- [READING PASSAGE]
%%

Royal Eijkelkamp SOCORRO Workshop
Bijgewerkt op: 23 jun.
We arrived at the Royal Eijkelkamp to discuss the SOCORRO findings. Gathered around a table for lunch, the reliability of different probes and sensors was at the core of the conversation, from the wiring being inverted to updates with the micro-chips of the sensors, slowly the conversation turned towards travelling and traffic and how difficult it was to get here.
Ready to start the presentations were Geert, Marjolein, Erik (from Eijkelkamp), Jeroen, Erik (C-Cube), Arne, Brent, Martin, and Wikke.
Geert opened the event with an overview of the scale of the corrosion issue which globally costs ca. 2.3€ trillion per year; with every 90 seconds, 1 ton of steel rusting away in the world. Marjolein discussed corrosion and climate change, and the impact it has on water quality, management and treatment. Diversifying water sources, increasing periods of droughts and instances of flooding as well as changing water demands will all affect corrosion behavior. You can have a look at the presentation here.
Whilst it's easier to collect data in the lab, to tackle the challenges ahead it's important to obtain data from different sensors and demonstration sites. Corrosion happens in the wild, and only when sensing real world scenarios can we truly learn to account for its variety and the uncertainties of the scenarios where corrosion happens. Also, we need to account for what grows on the sensors: cockles, clams, crabs, fouling (sludge, bacteria) for these have agentic capacities and can make the sensors stop giving accurate measurements or working altogether. Maintenance, cleaning, and recalibration isare essential to collect accurate data.
Erik from Eijkelkamp (Aquaread AP800 sensor) and Erik from C-Cube (LPR sensor) presented details of their respective sensing systems along with the research that they are currently doing. We sincerely thank them for their contribution to the SOCORRO project and for giving us access to their sensors to use in sea water, brackish water, boats, and other rather harsh environments where it was difficult to keep the sensors clean and working efficiently.

%%

- [TASK 1]
Return everything in the SOCORRO workshop post from "We arrived at" down to "to get here.", copied word for word.
- [TASK 2]
In one to three sentences, explain why the SOCORRO workshop post says maintenance, cleaning and recalibration of sensors are essential.

Point-per-instance localization data
%%

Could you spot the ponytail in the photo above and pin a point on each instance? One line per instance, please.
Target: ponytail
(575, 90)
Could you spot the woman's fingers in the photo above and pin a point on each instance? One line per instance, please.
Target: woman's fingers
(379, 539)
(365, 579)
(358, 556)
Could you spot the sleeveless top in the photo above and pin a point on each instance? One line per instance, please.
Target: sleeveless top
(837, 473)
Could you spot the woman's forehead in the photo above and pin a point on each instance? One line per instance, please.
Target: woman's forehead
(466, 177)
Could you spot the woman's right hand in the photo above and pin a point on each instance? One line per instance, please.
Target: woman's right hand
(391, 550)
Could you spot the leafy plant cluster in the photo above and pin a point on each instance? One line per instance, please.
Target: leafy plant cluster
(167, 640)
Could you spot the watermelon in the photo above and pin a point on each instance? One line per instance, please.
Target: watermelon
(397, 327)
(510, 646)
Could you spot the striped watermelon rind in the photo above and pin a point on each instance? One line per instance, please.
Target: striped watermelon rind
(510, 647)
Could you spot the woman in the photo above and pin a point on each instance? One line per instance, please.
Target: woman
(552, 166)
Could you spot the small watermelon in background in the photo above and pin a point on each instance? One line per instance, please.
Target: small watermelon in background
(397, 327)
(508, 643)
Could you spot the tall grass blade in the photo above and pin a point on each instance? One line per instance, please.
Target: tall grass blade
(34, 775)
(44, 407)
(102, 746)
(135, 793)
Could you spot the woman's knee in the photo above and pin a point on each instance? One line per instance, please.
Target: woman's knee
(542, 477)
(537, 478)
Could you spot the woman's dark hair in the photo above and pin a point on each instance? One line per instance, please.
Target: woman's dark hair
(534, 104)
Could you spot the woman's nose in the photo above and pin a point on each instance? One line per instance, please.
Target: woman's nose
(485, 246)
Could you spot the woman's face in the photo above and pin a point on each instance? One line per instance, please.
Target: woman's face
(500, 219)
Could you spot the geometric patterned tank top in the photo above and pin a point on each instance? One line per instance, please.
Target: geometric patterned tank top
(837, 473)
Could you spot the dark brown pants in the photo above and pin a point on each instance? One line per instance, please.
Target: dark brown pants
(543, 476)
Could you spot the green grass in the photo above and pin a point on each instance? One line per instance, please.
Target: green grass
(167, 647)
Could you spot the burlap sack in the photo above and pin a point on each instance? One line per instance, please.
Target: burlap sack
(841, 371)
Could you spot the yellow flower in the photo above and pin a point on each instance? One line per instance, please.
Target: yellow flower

%%

- [TASK SOLUTION 1]
We arrived at the Royal Eijkelkamp to discuss the SOCORRO findings. Gathered around a table for lunch, the reliability of different probes and sensors was at the core of the conversation, from the wiring being inverted to updates with the micro-chips of the sensors, slowly the conversation turned towards travelling and traffic and how difficult it was to get here.

- [TASK SOLUTION 2]
Cockles, clams, crabs and fouling such as sludge and bacteria grow on the sensors. These can make the sensors stop giving accurate measurements or stop working altogether. Maintenance, cleaning and recalibration are therefore needed to collect accurate data.